Records supplied
┌──
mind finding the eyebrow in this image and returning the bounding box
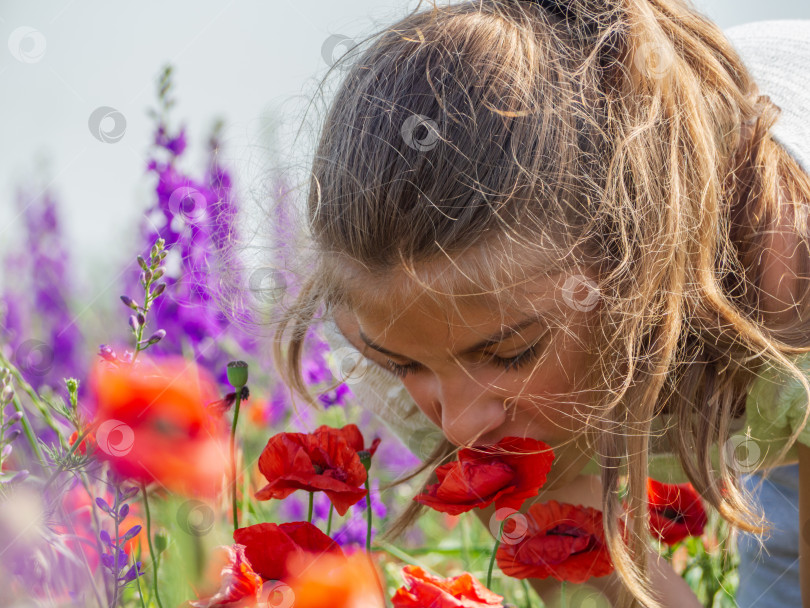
[357,314,545,360]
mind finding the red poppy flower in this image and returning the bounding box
[413,437,554,517]
[496,500,614,583]
[189,544,263,608]
[255,425,372,515]
[88,356,230,497]
[646,478,707,545]
[392,565,504,608]
[285,550,386,608]
[316,423,381,458]
[233,522,343,581]
[68,430,97,455]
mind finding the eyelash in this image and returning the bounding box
[383,341,542,378]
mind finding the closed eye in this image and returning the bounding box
[383,332,549,378]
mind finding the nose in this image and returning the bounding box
[433,372,508,448]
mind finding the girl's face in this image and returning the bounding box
[332,268,604,488]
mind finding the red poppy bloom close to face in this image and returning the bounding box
[391,565,504,608]
[233,521,343,582]
[496,500,614,583]
[88,356,230,497]
[413,437,554,517]
[255,425,376,516]
[646,478,708,545]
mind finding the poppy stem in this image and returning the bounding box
[141,482,165,608]
[560,580,567,608]
[365,477,372,553]
[486,519,505,589]
[230,388,243,534]
[520,579,533,608]
[307,491,314,523]
[326,503,334,535]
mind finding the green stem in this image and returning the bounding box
[521,579,533,608]
[111,491,121,608]
[230,389,243,533]
[364,478,372,554]
[486,519,505,589]
[140,482,164,608]
[560,580,567,608]
[460,513,471,570]
[42,419,101,492]
[10,394,47,471]
[307,492,314,524]
[326,504,334,536]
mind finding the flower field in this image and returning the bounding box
[0,67,741,608]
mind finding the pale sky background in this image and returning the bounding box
[2,0,810,295]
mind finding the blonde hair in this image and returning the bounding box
[270,1,810,606]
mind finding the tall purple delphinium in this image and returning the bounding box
[0,186,85,393]
[122,66,258,386]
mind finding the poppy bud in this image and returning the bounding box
[154,529,169,554]
[226,360,249,389]
[357,450,372,472]
[65,378,78,394]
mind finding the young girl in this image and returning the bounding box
[271,2,810,606]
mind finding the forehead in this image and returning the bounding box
[341,266,587,331]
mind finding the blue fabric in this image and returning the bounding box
[735,464,801,607]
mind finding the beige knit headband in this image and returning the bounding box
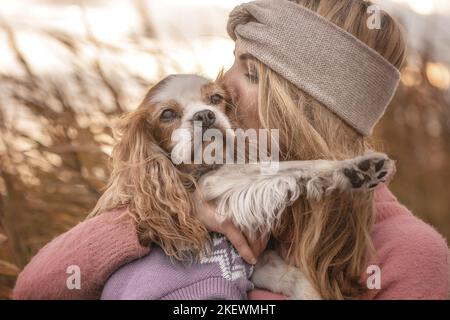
[227,0,400,136]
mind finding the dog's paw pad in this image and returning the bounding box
[343,168,366,188]
[342,152,395,191]
[357,159,371,171]
[374,159,385,171]
[377,171,388,179]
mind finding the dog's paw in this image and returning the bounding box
[339,152,395,191]
[251,250,322,300]
[251,250,297,297]
[303,152,395,200]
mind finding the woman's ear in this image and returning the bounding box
[92,108,209,260]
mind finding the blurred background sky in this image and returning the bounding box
[0,0,449,299]
[0,0,449,85]
[0,0,449,142]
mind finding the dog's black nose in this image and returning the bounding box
[193,110,216,128]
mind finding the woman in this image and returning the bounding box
[13,0,449,300]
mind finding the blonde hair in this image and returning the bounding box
[257,0,406,299]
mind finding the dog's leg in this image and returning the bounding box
[251,250,321,300]
[273,151,395,200]
[199,151,394,237]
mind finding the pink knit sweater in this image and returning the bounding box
[13,186,449,300]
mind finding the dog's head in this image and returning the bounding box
[136,74,235,171]
[92,74,235,260]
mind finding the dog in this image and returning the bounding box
[92,74,395,299]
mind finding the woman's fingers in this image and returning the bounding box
[246,232,269,260]
[191,189,261,265]
[221,221,257,265]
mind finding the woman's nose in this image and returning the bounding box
[221,71,238,103]
[220,70,230,88]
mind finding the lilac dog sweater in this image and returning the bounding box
[101,234,254,300]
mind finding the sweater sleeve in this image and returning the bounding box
[13,207,150,300]
[368,209,449,300]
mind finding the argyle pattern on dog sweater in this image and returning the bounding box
[101,233,254,300]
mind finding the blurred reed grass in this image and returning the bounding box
[0,2,449,300]
[0,3,177,298]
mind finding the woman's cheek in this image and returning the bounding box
[242,85,260,128]
[238,93,260,129]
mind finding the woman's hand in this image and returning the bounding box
[192,190,268,265]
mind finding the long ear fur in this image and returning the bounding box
[89,108,209,261]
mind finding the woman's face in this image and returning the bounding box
[222,41,260,130]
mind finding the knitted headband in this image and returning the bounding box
[227,0,401,136]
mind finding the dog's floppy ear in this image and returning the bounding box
[91,103,208,261]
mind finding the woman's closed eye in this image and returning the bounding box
[245,65,259,84]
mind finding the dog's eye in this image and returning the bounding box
[160,109,177,122]
[210,94,223,105]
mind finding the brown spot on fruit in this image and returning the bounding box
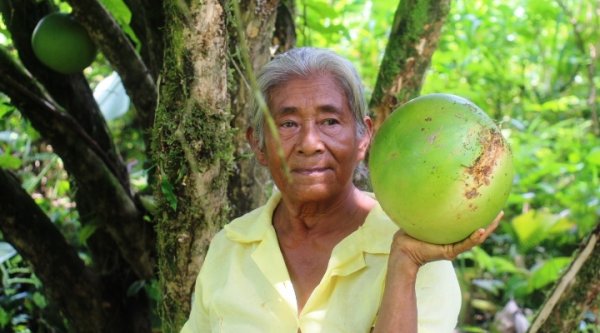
[464,128,506,198]
[465,188,479,199]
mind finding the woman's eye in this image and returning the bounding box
[322,118,339,126]
[280,120,296,128]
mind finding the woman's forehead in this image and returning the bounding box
[269,75,349,112]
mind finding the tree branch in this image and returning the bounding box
[122,0,165,80]
[369,0,452,130]
[227,0,281,218]
[0,47,126,184]
[67,0,157,130]
[0,49,155,279]
[0,168,109,333]
[0,0,130,187]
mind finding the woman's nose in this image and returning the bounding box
[297,123,324,155]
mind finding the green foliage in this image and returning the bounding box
[99,0,138,48]
[296,0,393,94]
[422,0,600,330]
[1,0,598,330]
[299,0,600,330]
[0,242,65,332]
[0,93,76,333]
[1,0,148,328]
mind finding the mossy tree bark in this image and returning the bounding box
[355,0,451,190]
[370,0,452,130]
[527,221,600,333]
[227,0,295,218]
[153,0,289,331]
[153,1,231,330]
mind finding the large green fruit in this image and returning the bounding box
[369,93,514,244]
[31,13,97,74]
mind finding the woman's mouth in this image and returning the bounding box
[293,167,330,175]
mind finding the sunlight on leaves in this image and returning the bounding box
[511,210,576,252]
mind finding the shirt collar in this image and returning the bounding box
[223,190,398,254]
[357,200,398,255]
[223,190,281,243]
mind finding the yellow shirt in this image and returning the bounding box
[181,191,461,333]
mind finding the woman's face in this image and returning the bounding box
[252,74,371,204]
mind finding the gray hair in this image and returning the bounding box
[252,47,369,148]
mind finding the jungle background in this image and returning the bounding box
[0,0,599,332]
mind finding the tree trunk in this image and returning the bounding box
[227,0,293,219]
[369,0,452,130]
[527,221,600,333]
[68,0,157,131]
[153,0,232,331]
[153,0,290,330]
[355,0,451,190]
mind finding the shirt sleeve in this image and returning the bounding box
[415,260,462,333]
[180,272,211,333]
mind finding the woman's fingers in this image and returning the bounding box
[391,211,505,267]
[449,210,505,257]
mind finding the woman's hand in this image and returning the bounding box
[389,211,504,276]
[373,211,504,333]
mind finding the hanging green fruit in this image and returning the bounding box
[31,13,97,74]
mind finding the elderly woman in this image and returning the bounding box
[181,47,501,333]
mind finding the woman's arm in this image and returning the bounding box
[373,212,504,333]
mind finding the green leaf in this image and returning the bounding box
[511,212,540,245]
[99,0,140,48]
[459,326,488,333]
[78,224,98,245]
[55,179,71,196]
[469,246,492,267]
[304,0,338,19]
[161,178,177,211]
[470,298,497,312]
[100,0,131,23]
[505,274,530,299]
[586,148,600,166]
[0,101,15,119]
[469,247,523,274]
[139,194,157,214]
[511,210,575,252]
[0,306,10,328]
[487,257,522,274]
[32,292,47,309]
[528,257,571,292]
[0,154,21,169]
[526,95,580,113]
[145,278,161,301]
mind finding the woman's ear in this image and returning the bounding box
└──
Exercise
Would you retype every record above exactly, leaving out the pictures?

Response
mind finding the eyebrow in this image and returning the bounding box
[357,314,545,360]
mind finding the red poppy flower in this image and returning the bounding box
[413,437,554,517]
[496,500,614,583]
[189,544,263,608]
[255,425,372,515]
[88,356,230,497]
[646,478,707,545]
[392,565,504,608]
[285,550,386,608]
[316,423,381,458]
[233,522,343,581]
[68,430,97,455]
mind finding the eyelash in this image and returning the bounding box
[383,341,542,378]
mind finding the closed eye in this image and returning the bounding box
[383,332,549,378]
mind finding the nose in this image and returning the bounding box
[433,372,508,448]
mind finding the girl's face in this image and returning the bounding box
[332,268,604,488]
mind finding the red poppy bloom close to face in this image and returning the bounding box
[391,565,504,608]
[233,521,343,582]
[496,500,614,583]
[88,356,230,497]
[413,437,554,517]
[255,425,376,516]
[646,478,708,545]
mind finding the poppy stem in this image and returning the bounding box
[141,482,165,608]
[560,580,567,608]
[365,477,372,553]
[486,519,505,589]
[230,388,243,534]
[520,579,533,608]
[307,491,314,523]
[326,503,334,535]
mind finding the green stem in this image and returning the bounding box
[521,579,533,608]
[111,491,121,608]
[230,389,243,533]
[364,478,372,554]
[486,519,505,589]
[140,482,164,608]
[560,580,567,608]
[460,513,471,570]
[42,419,101,492]
[10,394,47,471]
[307,492,314,524]
[326,504,334,536]
mind finding the flower field in this image and returning the bounding box
[0,67,741,608]
mind finding the pale sky background in this image and returning the bounding box
[2,0,810,295]
mind finding the blonde hair in this image and returning the bounding box
[270,1,810,606]
mind finding the tall purple delphinium in this image and returning the bounding box
[0,186,85,393]
[122,66,258,386]
mind finding the poppy bud in this image and returning the bounding box
[154,529,169,554]
[226,360,249,389]
[357,450,372,472]
[65,378,78,394]
mind finding the young girl in this image and returning the bounding box
[271,2,810,606]
mind finding the forehead in this image and returning the bounding box
[341,266,587,331]
mind finding the blue fabric in this image and returning the bounding box
[735,464,801,607]
mind finding the beige knit headband in this image and returning the bounding box
[227,0,400,136]
mind finding the dog's paw pad in this image and returning the bounding box
[343,168,366,188]
[342,152,395,191]
[357,159,371,171]
[374,159,385,171]
[377,171,388,179]
mind finding the dog's paw in this image and returning the bounding box
[339,152,395,191]
[251,250,322,300]
[251,250,297,297]
[303,152,395,200]
mind finding the woman's ear in this image and returning the bounding box
[92,108,209,260]
mind finding the blurred background sky in this image and returning the bounding box
[0,0,449,299]
[0,0,449,85]
[0,0,449,142]
mind finding the dog's black nose in this image and returning the bounding box
[193,110,216,128]
mind finding the woman in this image and returning the bounding box
[13,0,449,300]
mind finding the blonde hair in this image and returning the bounding box
[257,0,406,299]
mind finding the dog's leg in this image and returning the bounding box
[251,250,321,300]
[273,151,395,200]
[199,151,394,237]
mind finding the pink knit sweater in this image and returning the bounding box
[13,186,449,300]
mind finding the dog's head in this image and returning the bounding box
[136,74,235,171]
[92,74,235,260]
mind finding the dog in this image and returning the bounding box
[92,74,395,299]
mind finding the woman's fingers in this image and returning the bounding box
[246,232,269,260]
[191,189,261,265]
[221,221,257,265]
mind finding the woman's nose in this image and returning the bounding box
[221,71,238,103]
[220,70,230,88]
mind finding the lilac dog sweater in this image and returning the bounding box
[101,234,254,300]
mind finding the sweater sleeve in this image and returning the bounding box
[13,207,150,300]
[368,209,449,300]
mind finding the argyle pattern on dog sweater in this image and returning the bounding box
[101,233,254,300]
mind finding the blurred reed grass in this image and returning the bounding box
[0,2,449,300]
[0,3,177,298]
mind finding the woman's cheek in this image and returning the bounding box
[242,85,260,128]
[238,93,260,129]
mind finding the woman's hand in this image and returning the bounding box
[192,190,268,265]
mind finding the long ear fur in this image and returning the bounding box
[89,108,209,261]
mind finding the woman's face in this image and returning the bounding box
[222,41,260,130]
mind finding the knitted headband in this image and returning the bounding box
[227,0,401,136]
mind finding the dog's floppy ear in this image and returning the bounding box
[91,103,208,261]
mind finding the woman's closed eye in this image and returning the bounding box
[245,65,259,84]
mind finding the dog's eye in this image and returning the bounding box
[160,109,177,122]
[210,94,223,105]
mind finding the brown spot on fruit in this image and returning the bounding box
[464,128,506,198]
[465,188,479,199]
mind finding the woman's eye in this image and returning the bounding box
[322,118,339,126]
[280,120,296,128]
mind finding the woman's forehead in this image and returning the bounding box
[269,75,349,112]
mind finding the tree branch in this image and returning the bounding box
[122,0,165,80]
[369,0,452,130]
[227,0,281,218]
[0,47,126,184]
[67,0,157,130]
[0,49,155,279]
[0,168,109,333]
[0,0,130,187]
mind finding the woman's nose in this image and returning the bounding box
[297,123,324,155]
mind finding the green foliage in this image and returning the bounding box
[99,0,138,48]
[296,0,393,94]
[422,0,600,330]
[1,0,598,330]
[299,0,600,330]
[0,242,65,332]
[0,93,76,333]
[1,0,148,328]
mind finding the mossy tree bark in this image and returning the bounding box
[355,0,451,190]
[370,0,452,130]
[527,221,600,333]
[227,0,295,218]
[153,0,289,331]
[153,1,231,330]
mind finding the large green fruit in this image and returning the bounding box
[369,93,514,244]
[31,13,97,74]
mind finding the woman's mouth in this image and returning the bounding box
[293,167,330,175]
mind finding the sunlight on leaves in this image and returning the bounding box
[511,210,576,252]
mind finding the shirt collar in this image and returning the bounding box
[223,190,398,254]
[357,200,398,255]
[223,190,281,243]
mind finding the yellow shirt in this image and returning the bounding box
[181,191,461,333]
mind finding the woman's face in this image and returning the bounding box
[252,74,371,204]
mind finding the gray hair in this image and returning the bounding box
[252,47,369,148]
mind finding the jungle background in this image and returning the bounding box
[0,0,599,332]
mind finding the tree trunk in this image and returning the bounding box
[227,0,293,219]
[369,0,452,130]
[527,221,600,333]
[68,0,157,131]
[153,0,232,331]
[153,0,290,330]
[355,0,451,190]
mind finding the shirt sleeve in this image and returning the bounding box
[415,260,462,333]
[180,272,211,333]
mind finding the woman's fingers in this image and returning the bounding box
[391,211,505,267]
[449,210,505,257]
mind finding the woman's hand in this image and returning the bounding box
[389,211,504,276]
[373,211,504,333]
mind finding the hanging green fruit in this image and returning the bounding box
[31,13,97,74]
mind finding the elderly woman in this image and returning the bounding box
[181,47,501,333]
mind finding the woman's arm in this image and returning the bounding box
[373,212,504,333]
mind finding the green leaf in this image and returning the bounding box
[511,212,540,245]
[99,0,140,48]
[459,326,488,333]
[78,224,98,245]
[55,179,71,196]
[469,246,492,267]
[304,0,338,19]
[161,178,177,211]
[470,298,497,312]
[100,0,131,23]
[505,274,530,299]
[586,148,600,166]
[0,101,15,119]
[469,247,523,274]
[139,194,157,214]
[511,210,575,252]
[0,306,10,328]
[487,257,522,274]
[32,292,47,309]
[528,257,571,292]
[0,154,21,169]
[526,95,580,113]
[145,278,161,301]
mind finding the woman's ear in this image and returning the bounding box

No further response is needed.